**Instruction**
Please gather and copy every line in the listing below that contains the word "dark".

**Input records**
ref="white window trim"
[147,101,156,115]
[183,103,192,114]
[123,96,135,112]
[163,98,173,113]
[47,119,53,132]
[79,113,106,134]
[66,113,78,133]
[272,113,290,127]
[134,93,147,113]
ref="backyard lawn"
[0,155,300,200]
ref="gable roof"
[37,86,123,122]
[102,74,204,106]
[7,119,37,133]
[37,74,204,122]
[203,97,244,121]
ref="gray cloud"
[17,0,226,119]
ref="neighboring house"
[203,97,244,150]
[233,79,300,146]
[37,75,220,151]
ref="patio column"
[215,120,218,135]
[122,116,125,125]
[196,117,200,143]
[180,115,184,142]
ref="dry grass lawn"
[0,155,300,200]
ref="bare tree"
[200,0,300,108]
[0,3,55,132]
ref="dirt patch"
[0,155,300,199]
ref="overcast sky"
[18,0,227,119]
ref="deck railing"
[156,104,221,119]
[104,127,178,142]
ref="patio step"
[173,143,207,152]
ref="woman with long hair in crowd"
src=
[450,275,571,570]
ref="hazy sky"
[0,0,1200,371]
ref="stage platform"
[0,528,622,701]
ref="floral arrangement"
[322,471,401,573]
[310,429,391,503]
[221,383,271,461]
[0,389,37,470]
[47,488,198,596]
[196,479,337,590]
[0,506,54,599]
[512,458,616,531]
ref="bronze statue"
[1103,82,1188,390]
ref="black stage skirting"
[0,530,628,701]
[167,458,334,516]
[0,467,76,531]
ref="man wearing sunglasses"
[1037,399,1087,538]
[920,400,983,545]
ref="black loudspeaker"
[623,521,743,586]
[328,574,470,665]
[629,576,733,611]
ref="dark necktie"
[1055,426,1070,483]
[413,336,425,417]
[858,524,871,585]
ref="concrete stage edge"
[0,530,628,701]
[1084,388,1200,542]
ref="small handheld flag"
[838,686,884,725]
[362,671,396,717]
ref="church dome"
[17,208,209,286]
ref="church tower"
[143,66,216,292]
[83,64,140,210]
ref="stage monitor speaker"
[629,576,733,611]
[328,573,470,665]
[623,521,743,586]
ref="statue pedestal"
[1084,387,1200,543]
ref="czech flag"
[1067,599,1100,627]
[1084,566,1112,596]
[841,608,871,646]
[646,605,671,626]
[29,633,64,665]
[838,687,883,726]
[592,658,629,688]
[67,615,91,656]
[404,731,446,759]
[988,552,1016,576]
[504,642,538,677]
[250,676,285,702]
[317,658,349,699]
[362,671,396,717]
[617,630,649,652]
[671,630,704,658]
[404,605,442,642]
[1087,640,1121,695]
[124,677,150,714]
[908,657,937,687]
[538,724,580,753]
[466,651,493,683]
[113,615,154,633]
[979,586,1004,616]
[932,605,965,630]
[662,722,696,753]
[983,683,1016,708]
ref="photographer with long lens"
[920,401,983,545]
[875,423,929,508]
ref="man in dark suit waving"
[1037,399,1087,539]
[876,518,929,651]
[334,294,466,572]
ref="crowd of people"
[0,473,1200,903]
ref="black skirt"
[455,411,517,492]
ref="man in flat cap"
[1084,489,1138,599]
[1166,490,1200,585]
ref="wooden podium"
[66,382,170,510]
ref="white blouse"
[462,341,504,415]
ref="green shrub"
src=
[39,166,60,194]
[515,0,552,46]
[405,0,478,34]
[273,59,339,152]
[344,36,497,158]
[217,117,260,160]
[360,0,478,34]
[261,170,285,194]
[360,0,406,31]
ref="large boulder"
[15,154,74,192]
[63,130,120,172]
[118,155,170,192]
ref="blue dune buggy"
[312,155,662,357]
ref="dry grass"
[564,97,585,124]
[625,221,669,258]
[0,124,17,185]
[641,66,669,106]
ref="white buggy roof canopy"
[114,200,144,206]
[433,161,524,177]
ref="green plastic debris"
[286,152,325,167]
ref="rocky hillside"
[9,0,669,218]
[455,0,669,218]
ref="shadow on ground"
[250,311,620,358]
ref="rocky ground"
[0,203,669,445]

**Task solution**
ref="dark necktie"
ref="man in dark suit waving"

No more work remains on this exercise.